> YOUR GOAL:
Gather every line in the rows below that contains the word "minaret", and copy each one as it appears.

Records from a dataset
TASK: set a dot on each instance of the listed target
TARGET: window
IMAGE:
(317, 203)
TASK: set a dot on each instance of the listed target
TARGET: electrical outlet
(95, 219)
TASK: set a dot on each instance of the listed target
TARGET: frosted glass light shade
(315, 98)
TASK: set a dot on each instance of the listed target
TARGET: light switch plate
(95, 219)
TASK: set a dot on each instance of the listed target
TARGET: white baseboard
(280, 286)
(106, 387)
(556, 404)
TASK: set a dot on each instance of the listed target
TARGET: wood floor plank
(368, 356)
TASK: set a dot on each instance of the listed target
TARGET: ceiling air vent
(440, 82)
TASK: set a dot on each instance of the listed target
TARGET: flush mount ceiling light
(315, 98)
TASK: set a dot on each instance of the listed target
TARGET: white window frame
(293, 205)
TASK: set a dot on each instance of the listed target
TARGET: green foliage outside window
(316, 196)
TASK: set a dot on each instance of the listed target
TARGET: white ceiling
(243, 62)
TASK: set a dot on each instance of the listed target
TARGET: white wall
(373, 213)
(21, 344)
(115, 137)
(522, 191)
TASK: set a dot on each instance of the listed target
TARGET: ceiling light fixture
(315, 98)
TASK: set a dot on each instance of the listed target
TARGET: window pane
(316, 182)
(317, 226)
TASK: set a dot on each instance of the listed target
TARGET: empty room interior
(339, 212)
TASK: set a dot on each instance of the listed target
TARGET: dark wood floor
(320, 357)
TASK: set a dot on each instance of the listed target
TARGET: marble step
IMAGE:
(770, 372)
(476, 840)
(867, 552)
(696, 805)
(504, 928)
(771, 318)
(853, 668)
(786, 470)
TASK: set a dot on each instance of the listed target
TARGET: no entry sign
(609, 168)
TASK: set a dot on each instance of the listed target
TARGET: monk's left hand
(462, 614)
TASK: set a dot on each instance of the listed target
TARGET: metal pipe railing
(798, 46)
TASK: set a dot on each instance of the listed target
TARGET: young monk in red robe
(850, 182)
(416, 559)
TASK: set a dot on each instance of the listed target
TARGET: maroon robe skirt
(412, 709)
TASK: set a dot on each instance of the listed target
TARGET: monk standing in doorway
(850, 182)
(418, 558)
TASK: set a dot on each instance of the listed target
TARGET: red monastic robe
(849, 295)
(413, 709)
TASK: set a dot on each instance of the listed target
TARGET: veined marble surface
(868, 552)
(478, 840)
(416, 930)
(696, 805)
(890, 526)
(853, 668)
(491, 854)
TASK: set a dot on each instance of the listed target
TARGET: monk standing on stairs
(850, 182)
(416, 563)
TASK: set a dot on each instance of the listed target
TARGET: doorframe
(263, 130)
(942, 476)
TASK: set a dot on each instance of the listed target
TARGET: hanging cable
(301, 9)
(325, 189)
---
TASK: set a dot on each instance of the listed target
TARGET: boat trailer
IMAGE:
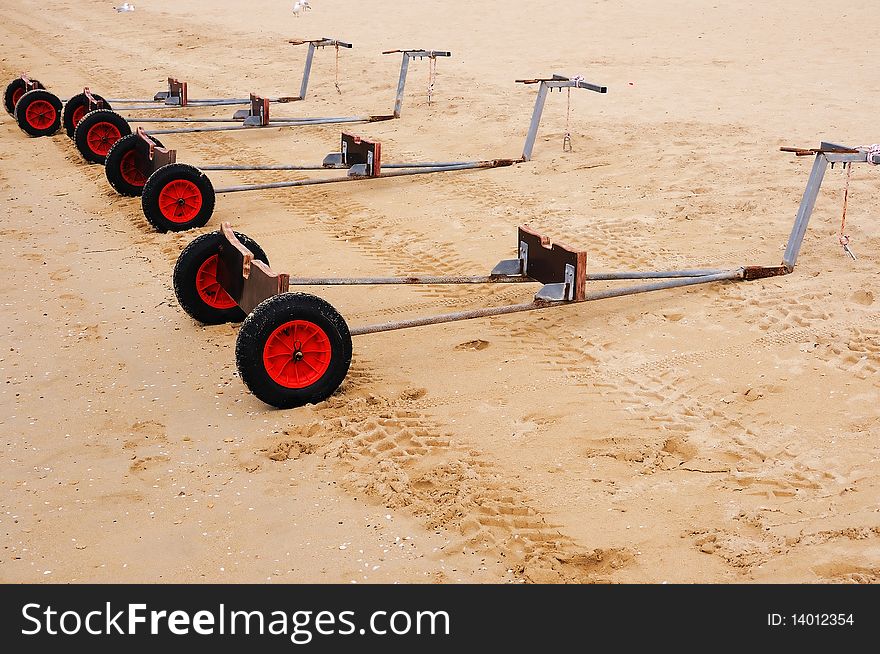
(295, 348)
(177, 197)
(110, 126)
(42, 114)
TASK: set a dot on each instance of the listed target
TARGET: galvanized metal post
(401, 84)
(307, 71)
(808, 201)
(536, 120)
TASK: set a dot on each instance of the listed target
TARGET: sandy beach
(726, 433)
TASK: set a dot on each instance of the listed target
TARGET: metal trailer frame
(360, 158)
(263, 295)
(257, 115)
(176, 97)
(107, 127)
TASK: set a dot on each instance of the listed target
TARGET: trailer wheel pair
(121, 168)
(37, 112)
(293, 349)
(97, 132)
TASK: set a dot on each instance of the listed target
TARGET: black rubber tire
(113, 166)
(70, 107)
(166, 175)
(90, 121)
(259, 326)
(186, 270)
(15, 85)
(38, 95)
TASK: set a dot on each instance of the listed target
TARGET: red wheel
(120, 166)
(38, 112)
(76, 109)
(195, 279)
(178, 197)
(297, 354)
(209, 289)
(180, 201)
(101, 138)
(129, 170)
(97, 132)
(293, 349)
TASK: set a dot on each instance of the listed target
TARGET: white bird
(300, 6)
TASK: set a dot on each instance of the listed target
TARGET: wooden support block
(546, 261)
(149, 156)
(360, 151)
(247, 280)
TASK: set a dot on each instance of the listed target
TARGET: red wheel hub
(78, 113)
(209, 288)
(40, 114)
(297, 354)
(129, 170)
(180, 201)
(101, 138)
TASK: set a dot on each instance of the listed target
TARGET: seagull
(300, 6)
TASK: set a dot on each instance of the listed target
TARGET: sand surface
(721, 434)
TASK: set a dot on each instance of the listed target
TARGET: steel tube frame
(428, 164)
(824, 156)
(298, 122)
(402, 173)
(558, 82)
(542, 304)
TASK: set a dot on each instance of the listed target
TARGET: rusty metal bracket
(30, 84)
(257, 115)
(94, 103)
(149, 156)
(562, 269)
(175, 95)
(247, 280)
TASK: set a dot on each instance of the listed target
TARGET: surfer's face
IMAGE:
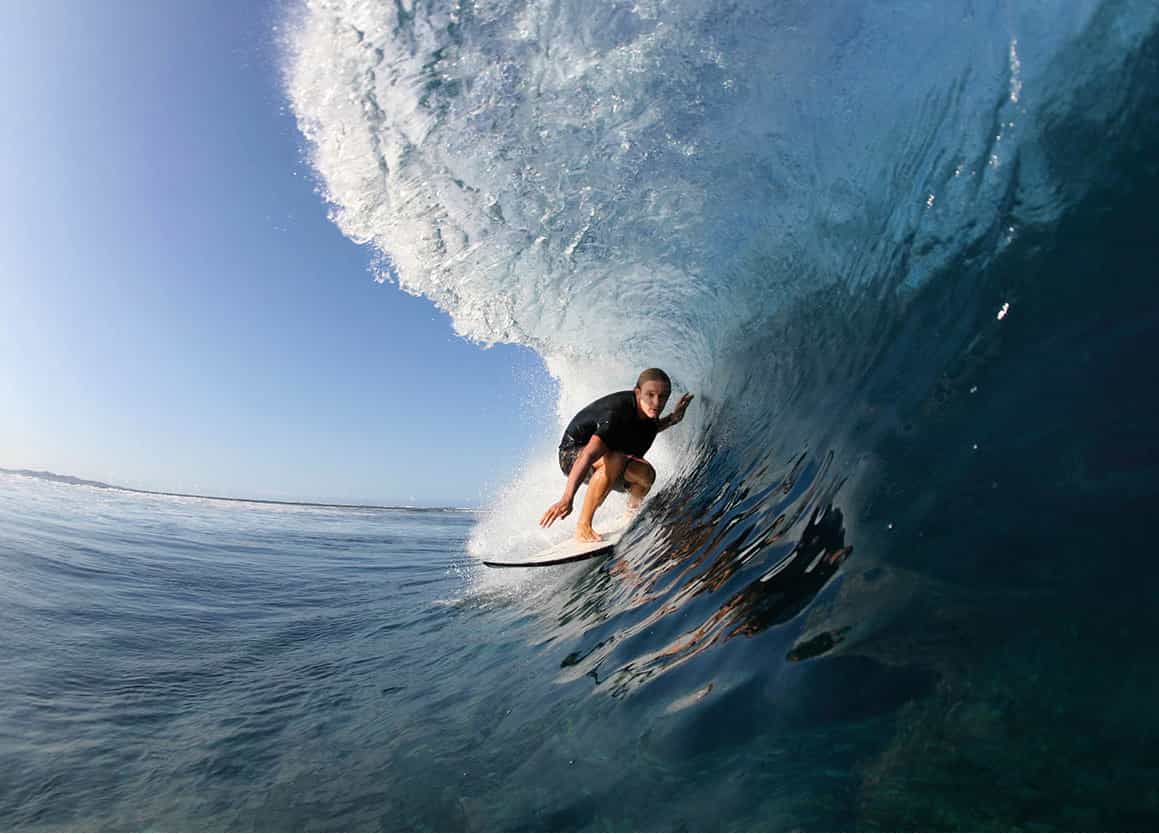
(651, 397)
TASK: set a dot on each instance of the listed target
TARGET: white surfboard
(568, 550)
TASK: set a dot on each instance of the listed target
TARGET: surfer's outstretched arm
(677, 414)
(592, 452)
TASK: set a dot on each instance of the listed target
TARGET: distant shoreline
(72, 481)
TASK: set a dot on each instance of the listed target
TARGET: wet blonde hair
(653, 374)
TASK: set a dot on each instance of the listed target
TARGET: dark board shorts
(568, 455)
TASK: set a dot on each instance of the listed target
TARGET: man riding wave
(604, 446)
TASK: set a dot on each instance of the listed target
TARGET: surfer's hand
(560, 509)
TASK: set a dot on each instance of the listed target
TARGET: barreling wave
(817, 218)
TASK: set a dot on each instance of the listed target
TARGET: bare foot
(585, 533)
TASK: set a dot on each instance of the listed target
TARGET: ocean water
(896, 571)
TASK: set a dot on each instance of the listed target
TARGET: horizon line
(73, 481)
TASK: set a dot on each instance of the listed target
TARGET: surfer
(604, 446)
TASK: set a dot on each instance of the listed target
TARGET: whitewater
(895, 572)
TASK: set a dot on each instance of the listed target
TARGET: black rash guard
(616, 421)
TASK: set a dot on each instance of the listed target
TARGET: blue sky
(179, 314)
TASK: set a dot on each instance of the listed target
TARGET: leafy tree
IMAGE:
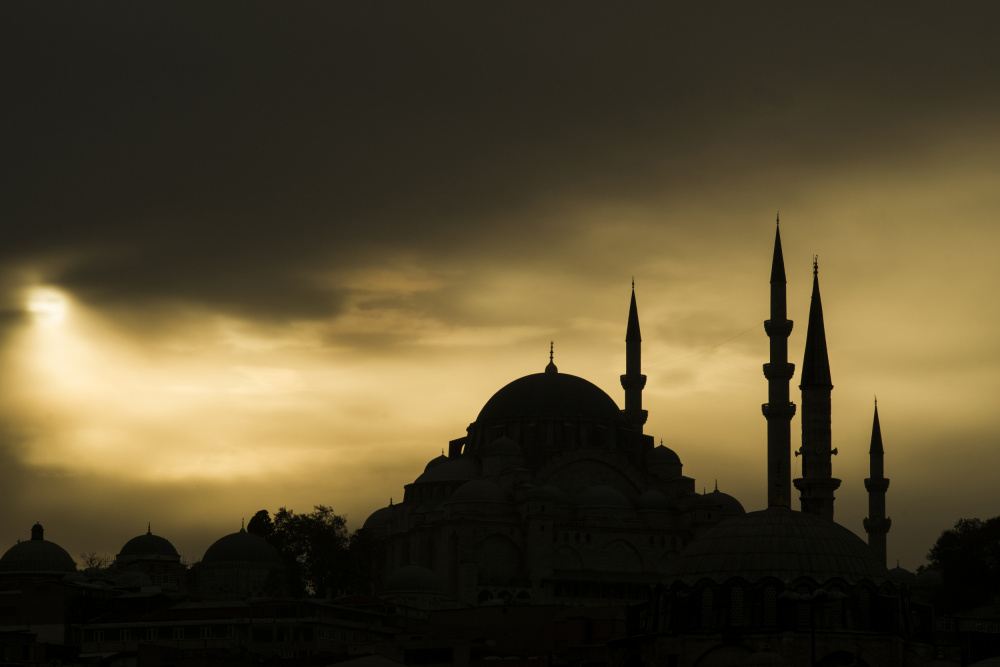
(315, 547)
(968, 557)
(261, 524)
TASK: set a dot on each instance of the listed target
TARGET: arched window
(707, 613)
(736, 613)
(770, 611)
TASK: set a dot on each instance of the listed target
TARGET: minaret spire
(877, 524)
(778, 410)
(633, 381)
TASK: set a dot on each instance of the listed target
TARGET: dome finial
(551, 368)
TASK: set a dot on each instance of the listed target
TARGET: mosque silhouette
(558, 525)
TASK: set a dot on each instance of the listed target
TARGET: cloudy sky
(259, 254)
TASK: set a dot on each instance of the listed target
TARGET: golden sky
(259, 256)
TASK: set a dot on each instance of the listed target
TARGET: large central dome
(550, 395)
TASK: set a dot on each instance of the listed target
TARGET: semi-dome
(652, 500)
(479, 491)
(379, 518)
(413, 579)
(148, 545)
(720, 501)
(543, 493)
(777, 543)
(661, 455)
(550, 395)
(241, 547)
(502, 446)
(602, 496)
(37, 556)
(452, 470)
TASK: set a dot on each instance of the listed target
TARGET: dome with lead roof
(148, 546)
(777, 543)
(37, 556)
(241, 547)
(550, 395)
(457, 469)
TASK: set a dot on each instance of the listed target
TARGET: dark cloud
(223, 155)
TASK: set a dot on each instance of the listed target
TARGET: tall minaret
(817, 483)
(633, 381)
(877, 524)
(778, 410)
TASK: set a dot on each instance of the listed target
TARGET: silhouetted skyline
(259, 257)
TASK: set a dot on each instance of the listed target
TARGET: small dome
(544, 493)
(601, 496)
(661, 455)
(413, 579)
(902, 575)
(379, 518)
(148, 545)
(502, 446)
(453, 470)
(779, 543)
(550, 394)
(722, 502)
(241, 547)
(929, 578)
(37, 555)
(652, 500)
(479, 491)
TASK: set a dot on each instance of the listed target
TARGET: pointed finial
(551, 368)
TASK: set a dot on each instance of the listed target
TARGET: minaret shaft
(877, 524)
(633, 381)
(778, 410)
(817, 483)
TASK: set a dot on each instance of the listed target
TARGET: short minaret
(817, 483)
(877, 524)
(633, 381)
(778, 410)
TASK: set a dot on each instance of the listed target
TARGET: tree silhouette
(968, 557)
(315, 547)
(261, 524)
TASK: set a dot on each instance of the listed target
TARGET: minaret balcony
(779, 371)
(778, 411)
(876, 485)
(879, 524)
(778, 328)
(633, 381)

> COMPLETE OUTPUT:
TARGET: minaret spire
TARGET: tall minaret
TARGET: minaret shaft
TARGET: short minaret
TARGET: minaret balcony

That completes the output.